Count the lines in the items below that contain the string "deck", treating case as significant, and give only the number.

(Entries from a dataset)
%%

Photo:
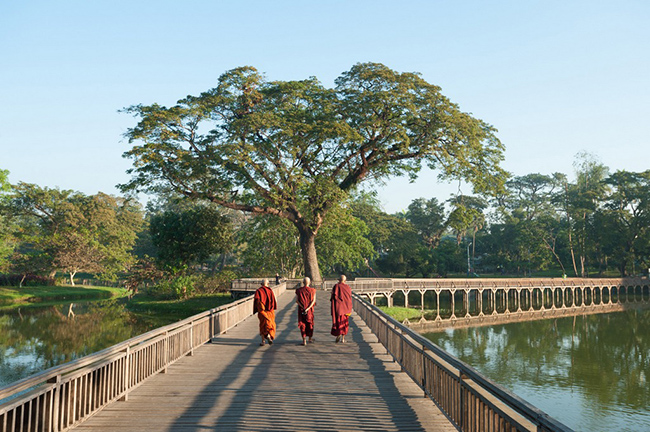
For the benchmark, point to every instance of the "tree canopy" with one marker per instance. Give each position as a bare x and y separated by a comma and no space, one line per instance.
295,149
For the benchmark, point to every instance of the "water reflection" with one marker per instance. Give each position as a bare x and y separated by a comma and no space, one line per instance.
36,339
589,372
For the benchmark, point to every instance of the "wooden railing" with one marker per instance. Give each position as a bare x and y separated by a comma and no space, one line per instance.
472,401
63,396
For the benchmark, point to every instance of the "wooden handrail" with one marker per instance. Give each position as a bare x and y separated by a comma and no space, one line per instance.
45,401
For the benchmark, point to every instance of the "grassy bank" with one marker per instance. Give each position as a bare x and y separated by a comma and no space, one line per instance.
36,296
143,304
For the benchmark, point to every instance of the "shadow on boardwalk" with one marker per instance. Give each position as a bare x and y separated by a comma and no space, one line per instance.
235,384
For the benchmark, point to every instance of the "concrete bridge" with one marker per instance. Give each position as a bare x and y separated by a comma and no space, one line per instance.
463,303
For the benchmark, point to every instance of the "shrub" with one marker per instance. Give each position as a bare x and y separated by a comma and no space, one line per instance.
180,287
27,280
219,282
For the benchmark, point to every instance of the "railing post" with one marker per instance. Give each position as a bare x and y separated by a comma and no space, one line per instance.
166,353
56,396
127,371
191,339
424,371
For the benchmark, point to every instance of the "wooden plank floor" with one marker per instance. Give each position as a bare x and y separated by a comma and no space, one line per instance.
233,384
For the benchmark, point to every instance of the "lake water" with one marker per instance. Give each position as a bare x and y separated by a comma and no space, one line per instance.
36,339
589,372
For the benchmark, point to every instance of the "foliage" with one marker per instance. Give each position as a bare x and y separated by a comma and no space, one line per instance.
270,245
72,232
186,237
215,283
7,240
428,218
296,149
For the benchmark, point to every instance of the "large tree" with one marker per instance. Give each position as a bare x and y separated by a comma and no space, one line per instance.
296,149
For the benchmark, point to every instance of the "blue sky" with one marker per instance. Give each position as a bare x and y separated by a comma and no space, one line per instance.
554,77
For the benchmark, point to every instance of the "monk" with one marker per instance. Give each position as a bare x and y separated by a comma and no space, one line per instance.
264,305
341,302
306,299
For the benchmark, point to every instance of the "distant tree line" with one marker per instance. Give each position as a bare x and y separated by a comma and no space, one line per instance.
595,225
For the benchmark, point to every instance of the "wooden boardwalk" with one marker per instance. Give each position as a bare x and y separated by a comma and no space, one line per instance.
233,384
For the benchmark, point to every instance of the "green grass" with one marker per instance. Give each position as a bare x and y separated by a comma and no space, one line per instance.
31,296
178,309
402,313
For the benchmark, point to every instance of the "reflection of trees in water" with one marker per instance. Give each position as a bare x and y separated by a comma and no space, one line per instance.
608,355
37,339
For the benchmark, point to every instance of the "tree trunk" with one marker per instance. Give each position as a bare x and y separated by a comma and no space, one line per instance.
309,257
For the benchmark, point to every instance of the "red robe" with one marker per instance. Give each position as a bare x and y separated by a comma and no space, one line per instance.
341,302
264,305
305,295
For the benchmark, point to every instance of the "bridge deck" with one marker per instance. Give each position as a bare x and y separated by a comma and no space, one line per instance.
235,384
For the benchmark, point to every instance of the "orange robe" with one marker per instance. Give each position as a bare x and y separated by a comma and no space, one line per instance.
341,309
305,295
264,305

%%
%%

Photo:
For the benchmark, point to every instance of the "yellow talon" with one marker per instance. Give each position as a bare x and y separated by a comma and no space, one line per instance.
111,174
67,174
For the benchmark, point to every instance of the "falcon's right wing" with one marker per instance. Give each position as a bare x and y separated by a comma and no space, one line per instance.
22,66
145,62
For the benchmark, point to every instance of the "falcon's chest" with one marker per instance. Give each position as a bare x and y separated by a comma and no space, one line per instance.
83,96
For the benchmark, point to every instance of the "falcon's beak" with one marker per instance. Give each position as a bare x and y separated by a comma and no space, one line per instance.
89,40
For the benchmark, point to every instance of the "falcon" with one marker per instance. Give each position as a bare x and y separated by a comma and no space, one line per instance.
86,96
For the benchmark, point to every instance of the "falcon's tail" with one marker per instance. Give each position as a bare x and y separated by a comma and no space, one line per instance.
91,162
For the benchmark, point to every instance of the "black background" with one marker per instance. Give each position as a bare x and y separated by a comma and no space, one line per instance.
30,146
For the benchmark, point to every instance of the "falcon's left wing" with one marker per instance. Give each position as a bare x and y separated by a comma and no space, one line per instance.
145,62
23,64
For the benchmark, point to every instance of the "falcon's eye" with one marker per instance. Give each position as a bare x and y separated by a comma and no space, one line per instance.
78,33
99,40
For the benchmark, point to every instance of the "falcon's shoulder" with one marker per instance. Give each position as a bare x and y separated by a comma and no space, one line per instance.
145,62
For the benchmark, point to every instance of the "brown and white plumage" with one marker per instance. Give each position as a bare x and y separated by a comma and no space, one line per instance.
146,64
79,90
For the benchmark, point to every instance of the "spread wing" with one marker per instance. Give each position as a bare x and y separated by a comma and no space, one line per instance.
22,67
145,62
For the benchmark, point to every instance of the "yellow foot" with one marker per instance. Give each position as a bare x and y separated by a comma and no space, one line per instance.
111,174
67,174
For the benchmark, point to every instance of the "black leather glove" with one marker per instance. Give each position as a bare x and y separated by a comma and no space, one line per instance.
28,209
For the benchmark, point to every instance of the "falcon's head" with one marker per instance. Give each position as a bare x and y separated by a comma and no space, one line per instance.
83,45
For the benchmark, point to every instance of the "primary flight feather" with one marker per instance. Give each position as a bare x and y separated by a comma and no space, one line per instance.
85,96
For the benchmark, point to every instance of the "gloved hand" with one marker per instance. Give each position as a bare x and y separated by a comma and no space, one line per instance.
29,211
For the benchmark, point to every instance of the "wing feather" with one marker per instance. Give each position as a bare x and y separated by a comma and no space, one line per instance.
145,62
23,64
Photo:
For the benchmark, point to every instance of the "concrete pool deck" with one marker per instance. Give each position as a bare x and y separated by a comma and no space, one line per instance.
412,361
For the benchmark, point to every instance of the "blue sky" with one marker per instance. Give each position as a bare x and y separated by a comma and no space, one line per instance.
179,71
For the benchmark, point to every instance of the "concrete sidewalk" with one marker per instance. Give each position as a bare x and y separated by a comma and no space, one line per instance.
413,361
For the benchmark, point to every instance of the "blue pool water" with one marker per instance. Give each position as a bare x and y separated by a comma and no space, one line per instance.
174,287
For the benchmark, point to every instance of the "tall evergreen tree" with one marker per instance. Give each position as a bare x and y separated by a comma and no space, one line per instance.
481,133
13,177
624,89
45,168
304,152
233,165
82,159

%%

Written response =
2